Information supplied START
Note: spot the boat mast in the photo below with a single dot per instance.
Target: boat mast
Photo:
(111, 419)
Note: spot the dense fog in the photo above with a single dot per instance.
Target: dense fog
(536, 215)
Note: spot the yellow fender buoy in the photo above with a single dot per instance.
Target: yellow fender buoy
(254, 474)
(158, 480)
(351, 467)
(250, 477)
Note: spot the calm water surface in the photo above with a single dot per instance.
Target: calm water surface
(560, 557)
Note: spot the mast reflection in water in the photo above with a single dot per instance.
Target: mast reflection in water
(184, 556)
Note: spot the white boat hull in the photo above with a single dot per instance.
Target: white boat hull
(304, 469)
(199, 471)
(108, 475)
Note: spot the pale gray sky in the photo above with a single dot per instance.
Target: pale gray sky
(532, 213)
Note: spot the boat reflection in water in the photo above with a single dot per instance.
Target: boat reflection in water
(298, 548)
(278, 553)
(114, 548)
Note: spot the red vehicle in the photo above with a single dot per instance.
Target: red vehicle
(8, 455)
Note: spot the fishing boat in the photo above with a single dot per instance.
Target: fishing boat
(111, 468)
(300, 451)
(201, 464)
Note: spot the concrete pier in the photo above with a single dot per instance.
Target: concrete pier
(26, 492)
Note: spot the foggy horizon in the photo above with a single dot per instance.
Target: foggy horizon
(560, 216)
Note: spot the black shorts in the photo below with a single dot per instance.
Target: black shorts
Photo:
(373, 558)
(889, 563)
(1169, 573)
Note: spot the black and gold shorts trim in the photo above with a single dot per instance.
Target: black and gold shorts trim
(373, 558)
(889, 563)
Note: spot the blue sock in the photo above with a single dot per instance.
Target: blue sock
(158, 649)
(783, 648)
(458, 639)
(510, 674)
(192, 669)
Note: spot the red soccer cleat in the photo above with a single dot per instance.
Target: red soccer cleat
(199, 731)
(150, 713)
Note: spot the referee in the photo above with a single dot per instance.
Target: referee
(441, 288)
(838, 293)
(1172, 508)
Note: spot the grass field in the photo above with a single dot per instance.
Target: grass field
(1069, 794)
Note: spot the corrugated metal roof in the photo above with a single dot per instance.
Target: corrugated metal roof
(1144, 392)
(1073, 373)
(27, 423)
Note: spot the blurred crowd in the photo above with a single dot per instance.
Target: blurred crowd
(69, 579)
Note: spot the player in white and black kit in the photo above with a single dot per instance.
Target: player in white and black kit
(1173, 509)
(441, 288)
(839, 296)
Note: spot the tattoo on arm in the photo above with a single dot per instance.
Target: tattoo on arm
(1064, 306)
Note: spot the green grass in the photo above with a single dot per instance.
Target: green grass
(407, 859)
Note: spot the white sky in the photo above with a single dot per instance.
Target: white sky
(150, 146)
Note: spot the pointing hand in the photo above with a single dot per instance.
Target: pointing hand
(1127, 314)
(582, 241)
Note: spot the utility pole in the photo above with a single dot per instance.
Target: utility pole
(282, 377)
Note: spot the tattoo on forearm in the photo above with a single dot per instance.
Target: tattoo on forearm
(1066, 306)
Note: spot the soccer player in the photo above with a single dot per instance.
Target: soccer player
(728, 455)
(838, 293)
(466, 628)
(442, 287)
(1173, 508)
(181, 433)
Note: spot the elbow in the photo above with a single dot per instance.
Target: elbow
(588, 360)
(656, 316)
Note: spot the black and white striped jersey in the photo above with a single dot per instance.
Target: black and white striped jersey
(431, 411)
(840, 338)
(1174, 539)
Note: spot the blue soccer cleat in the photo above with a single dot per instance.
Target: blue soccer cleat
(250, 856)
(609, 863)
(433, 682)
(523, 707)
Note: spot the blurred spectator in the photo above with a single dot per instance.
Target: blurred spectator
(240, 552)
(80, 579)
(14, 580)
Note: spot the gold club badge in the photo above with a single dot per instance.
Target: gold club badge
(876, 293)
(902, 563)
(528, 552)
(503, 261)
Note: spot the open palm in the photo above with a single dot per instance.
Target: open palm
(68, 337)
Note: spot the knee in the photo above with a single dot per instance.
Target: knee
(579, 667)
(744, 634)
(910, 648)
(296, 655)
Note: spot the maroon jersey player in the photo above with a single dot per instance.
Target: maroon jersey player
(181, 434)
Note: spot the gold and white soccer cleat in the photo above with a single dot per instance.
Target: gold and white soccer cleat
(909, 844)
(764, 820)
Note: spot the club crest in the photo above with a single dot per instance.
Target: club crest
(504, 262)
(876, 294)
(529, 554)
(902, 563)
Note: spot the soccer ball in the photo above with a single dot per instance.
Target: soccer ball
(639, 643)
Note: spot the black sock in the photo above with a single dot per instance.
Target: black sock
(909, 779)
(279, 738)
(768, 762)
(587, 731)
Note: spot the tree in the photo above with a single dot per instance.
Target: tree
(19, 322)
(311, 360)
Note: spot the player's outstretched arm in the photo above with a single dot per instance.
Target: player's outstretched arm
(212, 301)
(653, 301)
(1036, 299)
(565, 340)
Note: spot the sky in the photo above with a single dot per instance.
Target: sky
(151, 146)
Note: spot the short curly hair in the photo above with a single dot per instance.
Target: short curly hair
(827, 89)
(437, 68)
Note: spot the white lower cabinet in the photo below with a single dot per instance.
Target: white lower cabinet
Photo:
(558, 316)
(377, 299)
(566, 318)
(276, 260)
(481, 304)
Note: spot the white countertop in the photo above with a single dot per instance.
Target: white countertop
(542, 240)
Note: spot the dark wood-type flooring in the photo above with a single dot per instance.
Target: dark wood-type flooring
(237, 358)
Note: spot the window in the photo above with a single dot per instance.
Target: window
Information supplied END
# Exercise instructions:
Starting with the line that holds "Target: blue soccer cleat" and ending with the line that holds "Note: spot the gold club", retype every line in the data above exactly, and nothing else.

# Exercise answer:
Target: blue soccer cleat
(250, 856)
(609, 863)
(433, 682)
(523, 707)
Note: spot the blurred spectator in the photo above with a single dot per instance.
Target: blurred spectator
(240, 552)
(80, 579)
(14, 580)
Note: spot the gold club badge in the photo above with a single dot per instance.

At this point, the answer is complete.